WHAT THE TASK REQUIRES: The listing has to be given again in full and exactly.

AVAILABLE DATA:
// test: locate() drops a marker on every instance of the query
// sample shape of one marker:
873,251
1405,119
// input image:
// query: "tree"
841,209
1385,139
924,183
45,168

YOUR RESPONSE:
// test: locate() drops a marker on every instance of the query
// sample shape of one marker:
873,251
1405,119
// input image:
// query: "tree"
841,209
1385,139
924,183
45,168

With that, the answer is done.